**WORK REQUIRED:**
Which lines in the rows contain the word "entrance"? Pull out each of them and copy it.

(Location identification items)

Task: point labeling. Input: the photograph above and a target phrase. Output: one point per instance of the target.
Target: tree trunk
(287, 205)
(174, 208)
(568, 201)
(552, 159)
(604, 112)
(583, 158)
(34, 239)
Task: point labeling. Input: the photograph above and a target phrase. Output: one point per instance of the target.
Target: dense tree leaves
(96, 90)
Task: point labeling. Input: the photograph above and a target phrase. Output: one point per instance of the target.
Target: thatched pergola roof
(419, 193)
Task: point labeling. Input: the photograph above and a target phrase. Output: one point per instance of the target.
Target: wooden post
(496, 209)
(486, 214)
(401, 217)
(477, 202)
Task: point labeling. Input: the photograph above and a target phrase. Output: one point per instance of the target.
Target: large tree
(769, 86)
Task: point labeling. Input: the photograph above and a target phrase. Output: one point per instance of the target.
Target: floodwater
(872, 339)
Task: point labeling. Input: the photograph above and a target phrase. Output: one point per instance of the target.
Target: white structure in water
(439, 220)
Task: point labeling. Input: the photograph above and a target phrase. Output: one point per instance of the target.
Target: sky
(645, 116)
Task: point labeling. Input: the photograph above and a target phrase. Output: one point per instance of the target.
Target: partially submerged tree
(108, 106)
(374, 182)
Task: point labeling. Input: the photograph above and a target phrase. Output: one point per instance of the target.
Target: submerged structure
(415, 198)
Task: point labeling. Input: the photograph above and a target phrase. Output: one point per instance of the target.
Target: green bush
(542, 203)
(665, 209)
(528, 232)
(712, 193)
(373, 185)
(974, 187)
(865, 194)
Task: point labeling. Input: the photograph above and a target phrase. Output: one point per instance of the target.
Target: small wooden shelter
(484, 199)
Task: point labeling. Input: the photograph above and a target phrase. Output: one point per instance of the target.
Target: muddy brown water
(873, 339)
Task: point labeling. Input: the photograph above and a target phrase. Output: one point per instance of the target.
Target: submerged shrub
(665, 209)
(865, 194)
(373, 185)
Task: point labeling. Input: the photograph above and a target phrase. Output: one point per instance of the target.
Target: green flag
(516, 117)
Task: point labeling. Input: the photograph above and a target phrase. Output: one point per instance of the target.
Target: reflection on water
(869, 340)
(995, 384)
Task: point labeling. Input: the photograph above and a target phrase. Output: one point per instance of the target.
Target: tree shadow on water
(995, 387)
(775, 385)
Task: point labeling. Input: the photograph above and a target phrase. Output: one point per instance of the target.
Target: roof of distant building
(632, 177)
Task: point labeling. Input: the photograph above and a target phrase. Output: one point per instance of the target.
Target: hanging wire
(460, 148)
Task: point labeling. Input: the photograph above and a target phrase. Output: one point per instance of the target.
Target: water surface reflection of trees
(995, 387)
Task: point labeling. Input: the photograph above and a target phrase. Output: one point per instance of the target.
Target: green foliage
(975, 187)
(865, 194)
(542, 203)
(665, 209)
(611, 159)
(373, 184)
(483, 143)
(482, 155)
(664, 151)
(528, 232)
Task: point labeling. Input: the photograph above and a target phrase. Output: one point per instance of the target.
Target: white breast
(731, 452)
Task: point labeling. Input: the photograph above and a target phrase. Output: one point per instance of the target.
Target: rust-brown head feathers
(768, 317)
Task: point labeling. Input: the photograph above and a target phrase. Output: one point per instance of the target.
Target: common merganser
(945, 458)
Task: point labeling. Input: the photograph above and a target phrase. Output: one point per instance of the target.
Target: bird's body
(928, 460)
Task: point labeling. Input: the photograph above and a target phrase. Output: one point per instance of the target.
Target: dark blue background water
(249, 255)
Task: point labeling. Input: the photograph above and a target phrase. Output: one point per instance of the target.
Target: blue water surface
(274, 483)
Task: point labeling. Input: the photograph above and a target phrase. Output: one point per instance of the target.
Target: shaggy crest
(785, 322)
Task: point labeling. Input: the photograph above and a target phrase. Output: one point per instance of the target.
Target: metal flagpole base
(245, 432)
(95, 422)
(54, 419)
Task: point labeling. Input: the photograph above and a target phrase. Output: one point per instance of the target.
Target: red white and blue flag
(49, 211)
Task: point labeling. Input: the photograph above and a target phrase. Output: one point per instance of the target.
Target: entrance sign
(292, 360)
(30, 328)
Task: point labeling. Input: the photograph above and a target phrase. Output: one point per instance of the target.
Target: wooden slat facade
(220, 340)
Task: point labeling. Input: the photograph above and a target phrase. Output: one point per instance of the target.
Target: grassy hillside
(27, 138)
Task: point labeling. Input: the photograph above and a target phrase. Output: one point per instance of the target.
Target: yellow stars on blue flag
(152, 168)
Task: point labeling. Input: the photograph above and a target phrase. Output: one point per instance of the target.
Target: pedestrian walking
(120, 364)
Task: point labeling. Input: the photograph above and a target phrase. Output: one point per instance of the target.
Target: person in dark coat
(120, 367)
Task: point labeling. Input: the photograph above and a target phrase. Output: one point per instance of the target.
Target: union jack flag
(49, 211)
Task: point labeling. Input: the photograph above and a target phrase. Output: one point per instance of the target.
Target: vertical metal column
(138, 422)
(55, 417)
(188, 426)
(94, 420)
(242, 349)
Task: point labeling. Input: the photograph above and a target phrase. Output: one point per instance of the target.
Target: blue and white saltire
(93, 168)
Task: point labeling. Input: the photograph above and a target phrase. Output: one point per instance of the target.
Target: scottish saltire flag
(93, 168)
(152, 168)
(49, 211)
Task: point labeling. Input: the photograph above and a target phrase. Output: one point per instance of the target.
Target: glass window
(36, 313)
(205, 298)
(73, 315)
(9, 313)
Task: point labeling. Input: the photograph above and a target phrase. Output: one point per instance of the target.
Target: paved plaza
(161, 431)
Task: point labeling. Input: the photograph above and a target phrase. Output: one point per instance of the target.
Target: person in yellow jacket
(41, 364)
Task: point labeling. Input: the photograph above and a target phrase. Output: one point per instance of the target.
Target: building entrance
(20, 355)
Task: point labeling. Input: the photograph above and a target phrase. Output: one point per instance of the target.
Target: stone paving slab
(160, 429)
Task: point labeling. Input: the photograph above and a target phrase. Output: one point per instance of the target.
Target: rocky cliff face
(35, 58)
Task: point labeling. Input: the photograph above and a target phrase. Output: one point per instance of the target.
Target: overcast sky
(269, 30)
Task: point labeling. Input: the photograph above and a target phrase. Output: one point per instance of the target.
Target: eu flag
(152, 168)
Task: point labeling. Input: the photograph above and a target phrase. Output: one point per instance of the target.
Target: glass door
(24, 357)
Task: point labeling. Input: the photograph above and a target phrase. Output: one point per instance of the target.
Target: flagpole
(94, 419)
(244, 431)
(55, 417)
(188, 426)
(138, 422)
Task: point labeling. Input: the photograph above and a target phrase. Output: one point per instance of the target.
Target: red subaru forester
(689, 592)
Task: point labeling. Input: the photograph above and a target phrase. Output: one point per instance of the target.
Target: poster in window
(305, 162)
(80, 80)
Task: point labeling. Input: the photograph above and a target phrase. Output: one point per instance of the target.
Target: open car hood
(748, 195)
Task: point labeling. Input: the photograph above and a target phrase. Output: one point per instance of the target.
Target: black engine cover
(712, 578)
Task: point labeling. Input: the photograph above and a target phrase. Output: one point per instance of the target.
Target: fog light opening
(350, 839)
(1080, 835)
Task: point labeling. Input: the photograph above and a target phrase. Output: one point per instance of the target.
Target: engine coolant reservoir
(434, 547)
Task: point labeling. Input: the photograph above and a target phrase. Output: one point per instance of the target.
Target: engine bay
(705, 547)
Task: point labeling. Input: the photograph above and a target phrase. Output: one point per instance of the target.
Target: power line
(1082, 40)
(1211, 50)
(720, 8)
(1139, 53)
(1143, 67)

**FULL RESPONSE:**
Target: entrance sign
Target: building entrance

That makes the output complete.